● **WHAT TO PRODUCE**
Extract every row below that contains the string "instance", copying each one in full. Case counts.

● **THE INPUT**
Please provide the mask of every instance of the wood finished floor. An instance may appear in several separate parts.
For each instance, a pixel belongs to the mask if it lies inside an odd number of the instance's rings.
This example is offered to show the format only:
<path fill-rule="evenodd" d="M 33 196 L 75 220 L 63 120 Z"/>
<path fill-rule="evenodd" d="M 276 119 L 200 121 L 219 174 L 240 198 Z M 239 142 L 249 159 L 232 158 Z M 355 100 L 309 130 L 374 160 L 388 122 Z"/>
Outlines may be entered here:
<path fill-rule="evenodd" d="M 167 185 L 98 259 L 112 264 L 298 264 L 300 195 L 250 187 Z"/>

● **EXERCISE RESPONSE**
Please provide the mask of every instance of the wood finished floor. An instance may appear in several separate parts.
For each instance, a pixel belongs to the mask if it lies inside an odd number of the instance's rings.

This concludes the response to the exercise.